Exercise brief
Give every entry again, word for word and in full.

Material for this exercise

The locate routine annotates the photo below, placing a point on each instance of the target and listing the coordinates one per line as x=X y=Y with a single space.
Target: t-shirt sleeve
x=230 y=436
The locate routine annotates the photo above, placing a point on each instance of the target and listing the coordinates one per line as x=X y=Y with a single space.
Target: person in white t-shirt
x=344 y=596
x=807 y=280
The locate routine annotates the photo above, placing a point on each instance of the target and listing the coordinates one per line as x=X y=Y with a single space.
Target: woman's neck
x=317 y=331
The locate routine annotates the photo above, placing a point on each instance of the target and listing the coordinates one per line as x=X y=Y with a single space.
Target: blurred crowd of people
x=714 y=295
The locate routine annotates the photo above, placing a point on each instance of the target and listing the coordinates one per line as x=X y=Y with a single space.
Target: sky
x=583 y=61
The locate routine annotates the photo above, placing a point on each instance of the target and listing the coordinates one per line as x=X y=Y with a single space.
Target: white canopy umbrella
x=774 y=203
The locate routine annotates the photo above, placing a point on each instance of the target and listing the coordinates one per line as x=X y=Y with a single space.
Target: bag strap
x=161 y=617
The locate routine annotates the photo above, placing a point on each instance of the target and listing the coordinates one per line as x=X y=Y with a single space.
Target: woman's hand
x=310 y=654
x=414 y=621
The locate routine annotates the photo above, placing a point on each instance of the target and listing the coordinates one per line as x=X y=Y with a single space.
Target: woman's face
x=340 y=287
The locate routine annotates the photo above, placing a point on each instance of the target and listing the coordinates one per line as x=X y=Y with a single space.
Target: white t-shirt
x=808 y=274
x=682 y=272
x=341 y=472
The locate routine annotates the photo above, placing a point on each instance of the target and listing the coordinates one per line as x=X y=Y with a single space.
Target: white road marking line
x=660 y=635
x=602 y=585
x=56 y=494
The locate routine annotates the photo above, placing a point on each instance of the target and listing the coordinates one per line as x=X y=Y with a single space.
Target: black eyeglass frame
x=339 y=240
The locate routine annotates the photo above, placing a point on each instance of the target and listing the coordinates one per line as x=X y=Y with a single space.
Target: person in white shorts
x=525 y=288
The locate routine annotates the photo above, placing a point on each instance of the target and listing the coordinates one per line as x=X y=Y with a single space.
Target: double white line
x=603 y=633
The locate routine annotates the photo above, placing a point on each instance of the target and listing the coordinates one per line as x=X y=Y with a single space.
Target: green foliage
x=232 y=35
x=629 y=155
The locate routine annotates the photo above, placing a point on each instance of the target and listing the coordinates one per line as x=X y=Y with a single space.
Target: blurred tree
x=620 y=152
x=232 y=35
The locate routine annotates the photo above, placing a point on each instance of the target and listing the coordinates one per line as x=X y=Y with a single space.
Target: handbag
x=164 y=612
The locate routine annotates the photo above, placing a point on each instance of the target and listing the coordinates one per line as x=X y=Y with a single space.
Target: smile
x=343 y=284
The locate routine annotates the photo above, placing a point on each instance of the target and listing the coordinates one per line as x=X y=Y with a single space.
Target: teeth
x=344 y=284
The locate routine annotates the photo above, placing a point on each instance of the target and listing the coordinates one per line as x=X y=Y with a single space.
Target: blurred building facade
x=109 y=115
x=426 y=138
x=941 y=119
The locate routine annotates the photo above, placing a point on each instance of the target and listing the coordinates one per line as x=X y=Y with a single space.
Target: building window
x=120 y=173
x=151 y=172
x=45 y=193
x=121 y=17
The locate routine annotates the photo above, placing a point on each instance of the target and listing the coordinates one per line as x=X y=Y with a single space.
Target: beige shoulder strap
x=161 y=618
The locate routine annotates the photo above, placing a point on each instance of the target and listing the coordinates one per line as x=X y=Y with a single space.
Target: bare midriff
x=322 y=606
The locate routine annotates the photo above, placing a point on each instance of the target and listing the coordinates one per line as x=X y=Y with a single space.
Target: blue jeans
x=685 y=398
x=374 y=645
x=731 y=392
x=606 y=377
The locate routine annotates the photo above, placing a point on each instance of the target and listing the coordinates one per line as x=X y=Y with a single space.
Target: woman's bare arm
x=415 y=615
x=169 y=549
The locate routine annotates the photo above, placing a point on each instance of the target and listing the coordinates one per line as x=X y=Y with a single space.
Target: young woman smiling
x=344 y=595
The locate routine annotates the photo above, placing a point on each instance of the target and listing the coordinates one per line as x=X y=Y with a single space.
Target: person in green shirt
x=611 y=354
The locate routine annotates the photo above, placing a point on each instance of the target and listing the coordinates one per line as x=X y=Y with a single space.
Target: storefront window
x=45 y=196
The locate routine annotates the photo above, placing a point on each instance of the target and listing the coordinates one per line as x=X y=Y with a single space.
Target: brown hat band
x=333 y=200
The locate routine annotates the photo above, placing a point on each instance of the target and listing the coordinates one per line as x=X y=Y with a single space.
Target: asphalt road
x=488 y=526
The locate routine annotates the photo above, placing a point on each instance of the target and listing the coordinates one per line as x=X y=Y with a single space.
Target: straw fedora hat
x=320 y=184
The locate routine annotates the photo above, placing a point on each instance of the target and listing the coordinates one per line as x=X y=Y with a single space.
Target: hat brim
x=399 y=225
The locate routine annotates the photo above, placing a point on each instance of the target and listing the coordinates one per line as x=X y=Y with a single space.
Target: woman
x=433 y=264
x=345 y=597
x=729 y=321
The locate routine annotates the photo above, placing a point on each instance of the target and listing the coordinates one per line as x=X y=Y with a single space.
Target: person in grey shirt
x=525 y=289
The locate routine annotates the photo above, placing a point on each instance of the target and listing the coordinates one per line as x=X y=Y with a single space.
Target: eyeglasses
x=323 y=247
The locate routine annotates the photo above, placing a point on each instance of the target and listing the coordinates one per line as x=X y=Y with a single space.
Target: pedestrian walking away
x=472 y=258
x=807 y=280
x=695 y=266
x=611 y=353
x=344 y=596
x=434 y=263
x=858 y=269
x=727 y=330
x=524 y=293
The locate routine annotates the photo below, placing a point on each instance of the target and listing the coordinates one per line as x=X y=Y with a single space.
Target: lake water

Solved exercise
The locate routine annotates the photo below, placing a point on each instance of the target and listing the coordinates one per line as x=X y=Y with a single space.
Target: t-shirt sleeve
x=230 y=436
The locate routine annotates the photo above, placing a point on each instance of the target and listing the coordinates one per line as x=X y=Y with a single space.
Target: person in white t-shirt
x=344 y=596
x=807 y=280
The locate routine annotates the photo above, placing a point on each instance of the target and listing the coordinates one per line as x=X y=Y with a single space.
Target: woman's neck
x=317 y=331
The locate routine annotates the photo above, placing a point on each instance of the target and listing the coordinates one per line as x=X y=Y with a single space.
Target: blurred crowd of people
x=714 y=295
The locate routine annotates the photo above, placing a point on each instance of the target and listing the coordinates one per line as x=X y=Y with a single space.
Target: sky
x=583 y=61
The locate routine annotates the photo above, placing a point on each instance of the target and listing the coordinates one per line as x=X y=Y with a single space.
Target: white canopy umbrella
x=774 y=203
The locate routine annotates the photo above, placing a point on each instance of the target and listing the coordinates one per line as x=X y=Y with a single space.
Target: bag strap
x=161 y=617
The locate routine annotates the photo above, placing a point on each instance of the target and listing the coordinates one per line as x=X y=Y with a single space.
Target: woman's hand
x=310 y=654
x=414 y=621
The locate routine annotates the photo above, placing a point on each instance of the target and listing the coordinates one per line as x=X y=Y with a single space.
Target: woman's face
x=340 y=287
The locate routine annotates the photo above, placing a point on each instance of the target and listing the coordinates one per line as x=X y=Y with a single space.
Target: white t-shirt
x=808 y=274
x=682 y=272
x=341 y=472
The locate routine annotates the photo above, placing a point on each instance of the target and listing the coordinates one per line as x=X y=Y with a single space.
Target: white road marking line
x=660 y=635
x=602 y=585
x=56 y=494
The locate routine annotates the photo above, placing a point on each instance of the target and listing the coordinates one per line as x=X y=Y with a single space.
Target: black eyeglass frame
x=339 y=240
The locate routine annotates the photo above, placing a point on each instance of the target and listing the coordinates one per line as x=X y=Y with a single space.
Target: person in white shorts
x=525 y=288
The locate routine annotates the photo above, placing a point on each instance of the target and listing the coordinates one per line as x=X y=Y with a single space.
Target: double white line
x=603 y=633
The locate routine annotates the photo above, placing a point on each instance of the target and listing the coordinates one per line as x=X y=Y with a single space.
Target: green foliage
x=232 y=35
x=629 y=155
The locate routine annotates the photo above, placing a point on each instance of the target and listing the coordinates one per line as x=X y=Y with a single space.
Target: blurred tree
x=620 y=152
x=232 y=35
The locate routine annotates the photo above, placing a point on each instance of the target and listing the coordinates one per line as x=X y=Y with a single space.
Target: handbag
x=164 y=612
The locate routine annotates the photo above, placing a point on each instance of the target and listing the coordinates one per line as x=X y=Y with a single space.
Target: smile
x=343 y=284
The locate routine annotates the photo above, placing a point on each instance of the target and listing the coordinates one per line as x=X y=Y with a single space.
Target: teeth
x=344 y=284
The locate routine annotates the photo above, placing a point on each instance of the target and listing the coordinates one per line as x=X y=Y with a single space.
Target: blurred building facade
x=109 y=115
x=426 y=138
x=941 y=119
The locate routine annotates the photo above, placing a point on each instance of the target and listing the coordinates one per line as x=X y=Y with a single space.
Target: building window
x=120 y=173
x=151 y=172
x=45 y=193
x=121 y=17
The locate routine annotates the photo above, placing a point on each instance of the target and listing the coordinates one per line as x=X y=Y with a single space.
Target: beige shoulder strap
x=161 y=618
The locate routine annotates the photo above, placing a point on each instance of the target and listing the coordinates one per line as x=X y=Y with a single space.
Target: bare midriff
x=322 y=606
The locate routine annotates the photo above, placing a point on each instance of the target and listing the coordinates one per line as x=X y=Y with a single space.
Target: blue jeans
x=685 y=398
x=374 y=645
x=731 y=392
x=606 y=377
The locate routine annotates the photo above, placing a point on each instance of the target and listing the coordinates one per line as x=X y=Y with a single space.
Target: woman's bare arm
x=415 y=615
x=169 y=549
The locate routine annotates the photo above, placing a point on each instance of the target and listing the coordinates one per line as x=X y=Y with a single space.
Target: young woman smiling
x=344 y=595
The locate routine annotates the photo above, placing a point on each instance of the target and listing the coordinates one per line as x=X y=Y with a single space.
Target: person in green shirt
x=611 y=354
The locate routine annotates the photo above, placing a point on each instance of the target and listing the coordinates one per line as x=X y=Y with a single space.
Target: storefront window
x=45 y=196
The locate routine annotates the photo above, placing a point on each instance of the target and listing the coordinates one per line as x=X y=Y with a single space.
Target: brown hat band
x=333 y=200
The locate routine annotates the photo above, placing a point on each instance of the target and listing the coordinates one per line as x=X y=Y with a single space.
Target: asphalt road
x=488 y=526
The locate routine annotates the photo above, placing a point on each instance of the target and listing the coordinates one per line as x=X y=Y with a single space.
Target: straw fedora hat
x=320 y=184
The locate routine annotates the photo above, placing a point on each instance of the target and listing the coordinates one per line as x=X y=Y with a single space.
Target: hat brim
x=399 y=225
The locate routine annotates the photo above, placing a point on each instance of the target and listing the coordinates one per line as x=X y=Y with a single space.
Target: woman
x=433 y=264
x=345 y=597
x=729 y=321
The locate routine annotates the photo above, placing a point on each instance of the target and listing the coordinates one per line as x=X y=Y with a single space.
Target: person in grey shirt
x=525 y=289
The locate routine annotates the photo above, placing a point on each instance of the target and listing the coordinates one per line as x=X y=Y with a single space.
Target: eyeglasses
x=323 y=247
The locate routine annotates the photo above, placing a point on each instance of the target and listing the coordinates one per line as x=X y=Y with a single space.
Target: pedestrian walking away
x=472 y=258
x=807 y=280
x=695 y=266
x=611 y=353
x=344 y=596
x=434 y=263
x=858 y=269
x=727 y=330
x=524 y=293
The locate routine annotates the photo below, placing a point on each instance of the target and listing the coordinates one per line as x=X y=Y with a single space.
Target: lake water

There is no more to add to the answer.